» Entries for labeling bounding boxes:
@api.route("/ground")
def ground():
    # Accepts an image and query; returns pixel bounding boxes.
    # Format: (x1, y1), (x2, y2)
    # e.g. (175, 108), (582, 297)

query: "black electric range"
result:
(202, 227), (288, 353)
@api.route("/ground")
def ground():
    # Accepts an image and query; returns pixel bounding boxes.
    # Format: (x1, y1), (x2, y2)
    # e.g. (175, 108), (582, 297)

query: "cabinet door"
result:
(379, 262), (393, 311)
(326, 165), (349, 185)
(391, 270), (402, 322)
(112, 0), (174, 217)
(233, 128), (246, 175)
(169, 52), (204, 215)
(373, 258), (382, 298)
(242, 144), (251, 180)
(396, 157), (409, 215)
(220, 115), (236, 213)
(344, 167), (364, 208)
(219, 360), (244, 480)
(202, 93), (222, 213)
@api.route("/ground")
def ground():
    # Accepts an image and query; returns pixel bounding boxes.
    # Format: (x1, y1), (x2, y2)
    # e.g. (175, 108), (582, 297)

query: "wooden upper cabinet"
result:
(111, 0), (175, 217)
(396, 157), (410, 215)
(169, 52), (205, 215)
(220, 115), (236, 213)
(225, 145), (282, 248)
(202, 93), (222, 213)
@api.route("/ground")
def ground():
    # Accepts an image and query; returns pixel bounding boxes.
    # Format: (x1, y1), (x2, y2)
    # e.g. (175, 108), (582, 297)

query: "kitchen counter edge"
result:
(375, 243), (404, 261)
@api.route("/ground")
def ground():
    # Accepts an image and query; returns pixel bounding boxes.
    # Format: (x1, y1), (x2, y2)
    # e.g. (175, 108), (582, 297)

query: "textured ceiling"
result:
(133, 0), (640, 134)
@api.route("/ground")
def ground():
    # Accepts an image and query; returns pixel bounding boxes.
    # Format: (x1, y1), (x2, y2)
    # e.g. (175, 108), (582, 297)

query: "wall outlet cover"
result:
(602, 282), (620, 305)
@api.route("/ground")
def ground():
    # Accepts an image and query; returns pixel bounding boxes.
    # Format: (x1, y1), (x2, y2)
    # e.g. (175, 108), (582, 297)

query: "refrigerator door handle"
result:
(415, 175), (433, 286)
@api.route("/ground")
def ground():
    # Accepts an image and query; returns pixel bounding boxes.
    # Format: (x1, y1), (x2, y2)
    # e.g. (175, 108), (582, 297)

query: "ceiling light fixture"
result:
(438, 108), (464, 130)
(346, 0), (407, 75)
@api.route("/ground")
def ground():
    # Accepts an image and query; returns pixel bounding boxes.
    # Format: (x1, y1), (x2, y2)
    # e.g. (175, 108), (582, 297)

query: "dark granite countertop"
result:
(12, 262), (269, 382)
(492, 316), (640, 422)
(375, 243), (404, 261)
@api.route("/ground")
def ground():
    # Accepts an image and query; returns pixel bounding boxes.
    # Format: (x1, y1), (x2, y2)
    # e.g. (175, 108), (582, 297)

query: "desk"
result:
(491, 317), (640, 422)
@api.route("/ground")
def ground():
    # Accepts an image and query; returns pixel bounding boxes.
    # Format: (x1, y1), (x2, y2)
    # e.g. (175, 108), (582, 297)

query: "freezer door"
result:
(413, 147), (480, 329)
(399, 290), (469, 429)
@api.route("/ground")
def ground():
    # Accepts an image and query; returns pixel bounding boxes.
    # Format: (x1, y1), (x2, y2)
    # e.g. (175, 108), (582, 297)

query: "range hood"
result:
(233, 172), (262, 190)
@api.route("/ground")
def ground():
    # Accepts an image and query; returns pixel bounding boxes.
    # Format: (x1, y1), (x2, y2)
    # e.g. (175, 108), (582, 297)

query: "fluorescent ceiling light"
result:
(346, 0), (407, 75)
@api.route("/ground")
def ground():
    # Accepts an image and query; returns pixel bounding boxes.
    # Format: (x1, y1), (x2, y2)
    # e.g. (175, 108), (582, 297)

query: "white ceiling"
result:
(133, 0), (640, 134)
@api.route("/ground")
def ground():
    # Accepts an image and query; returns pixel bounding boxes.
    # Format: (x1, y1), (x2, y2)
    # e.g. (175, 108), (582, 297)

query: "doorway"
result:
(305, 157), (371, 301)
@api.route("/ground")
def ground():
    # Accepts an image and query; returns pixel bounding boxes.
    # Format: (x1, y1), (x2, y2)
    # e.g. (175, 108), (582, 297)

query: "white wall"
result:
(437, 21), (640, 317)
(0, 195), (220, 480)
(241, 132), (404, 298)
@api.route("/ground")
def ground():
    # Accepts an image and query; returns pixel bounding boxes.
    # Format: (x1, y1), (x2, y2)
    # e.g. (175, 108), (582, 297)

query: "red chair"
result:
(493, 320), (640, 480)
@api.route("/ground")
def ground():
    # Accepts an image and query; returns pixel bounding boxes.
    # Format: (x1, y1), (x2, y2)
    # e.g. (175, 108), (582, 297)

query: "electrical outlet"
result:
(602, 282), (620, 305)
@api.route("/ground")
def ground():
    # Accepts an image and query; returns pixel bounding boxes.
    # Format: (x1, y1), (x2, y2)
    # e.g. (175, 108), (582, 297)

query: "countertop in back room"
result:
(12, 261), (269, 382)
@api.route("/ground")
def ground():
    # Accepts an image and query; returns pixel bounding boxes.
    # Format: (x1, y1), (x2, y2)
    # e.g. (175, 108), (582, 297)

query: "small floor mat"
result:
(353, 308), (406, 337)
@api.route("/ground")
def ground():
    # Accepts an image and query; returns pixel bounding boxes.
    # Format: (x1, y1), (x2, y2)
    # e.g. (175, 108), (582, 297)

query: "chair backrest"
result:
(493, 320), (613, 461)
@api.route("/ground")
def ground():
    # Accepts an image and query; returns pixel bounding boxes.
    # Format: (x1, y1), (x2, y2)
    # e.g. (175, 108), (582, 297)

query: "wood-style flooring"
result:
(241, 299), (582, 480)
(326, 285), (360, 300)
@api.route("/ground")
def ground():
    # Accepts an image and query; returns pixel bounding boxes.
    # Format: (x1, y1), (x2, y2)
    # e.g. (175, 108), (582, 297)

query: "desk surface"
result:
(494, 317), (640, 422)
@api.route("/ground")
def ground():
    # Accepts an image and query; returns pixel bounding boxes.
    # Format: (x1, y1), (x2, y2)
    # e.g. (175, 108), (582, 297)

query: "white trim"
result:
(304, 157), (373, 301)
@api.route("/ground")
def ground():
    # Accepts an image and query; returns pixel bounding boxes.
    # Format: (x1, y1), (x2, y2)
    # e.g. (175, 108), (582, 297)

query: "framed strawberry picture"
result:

» What is expected:
Show each line above that contains the word "ceiling". A line counts only if its letter case matches.

» Output:
query: "textured ceiling"
query: "ceiling light fixture"
query: "fluorescent ceiling light"
query: "white ceiling"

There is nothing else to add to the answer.